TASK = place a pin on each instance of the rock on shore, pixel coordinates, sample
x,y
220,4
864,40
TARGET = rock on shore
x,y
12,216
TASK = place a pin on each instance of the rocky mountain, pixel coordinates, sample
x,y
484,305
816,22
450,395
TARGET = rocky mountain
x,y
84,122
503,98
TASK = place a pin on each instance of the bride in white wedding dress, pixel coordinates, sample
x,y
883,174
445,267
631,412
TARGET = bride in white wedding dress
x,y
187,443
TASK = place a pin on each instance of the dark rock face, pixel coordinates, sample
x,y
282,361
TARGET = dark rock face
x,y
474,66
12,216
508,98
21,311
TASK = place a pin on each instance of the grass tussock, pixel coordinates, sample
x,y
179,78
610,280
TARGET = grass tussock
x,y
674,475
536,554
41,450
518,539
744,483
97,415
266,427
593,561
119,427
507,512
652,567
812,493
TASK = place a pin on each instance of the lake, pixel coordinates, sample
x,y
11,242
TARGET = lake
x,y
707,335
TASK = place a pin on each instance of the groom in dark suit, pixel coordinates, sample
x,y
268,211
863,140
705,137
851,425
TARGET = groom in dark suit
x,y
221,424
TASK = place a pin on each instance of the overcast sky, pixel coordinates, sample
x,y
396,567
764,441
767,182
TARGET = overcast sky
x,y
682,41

EXERCISE DIRECTIONS:
Can you copy out every one of the items above line for line, keeping each word, number, and comma unchanged?

SOLUTION FOR THIS TASK:
TASK = place a pin on each instance of the rock on shore, pixel coordinates, sample
x,y
220,4
864,40
TARGET = rock on shore
x,y
12,216
TASK = place a pin on each instance of the rocky mountain, pixel coordinates, sample
x,y
484,305
816,22
450,395
TARGET = rocky mountain
x,y
84,122
503,98
TASK = place a pin on each instance of the bride in white wedding dress, pixel coordinates, sample
x,y
883,174
445,267
631,412
TARGET = bride in white wedding dress
x,y
187,443
TASK = place a pin on each instance of the dark rock face, pixel coordinates, sample
x,y
282,361
TARGET = dark rock face
x,y
474,66
12,216
508,98
21,311
TASK = place a pin on each instance of the grass tussock, pixel coordinates, sample
x,y
179,78
610,280
TARGET = grass tussock
x,y
674,475
536,554
41,450
518,539
744,483
97,415
266,427
593,561
119,427
507,512
652,567
812,493
TASK = place a pin on each instance of the lake, pixel coordinates, sample
x,y
11,242
TARGET = lake
x,y
707,335
TASK = place a pin on each instance of the groom in dark suit, pixel coordinates, sample
x,y
268,211
863,140
705,137
851,425
TARGET = groom in dark suit
x,y
221,424
TASK = place a pin on each instance of the overcast sky, pixel coordinates, sample
x,y
396,567
764,441
767,182
TARGET = overcast sky
x,y
682,41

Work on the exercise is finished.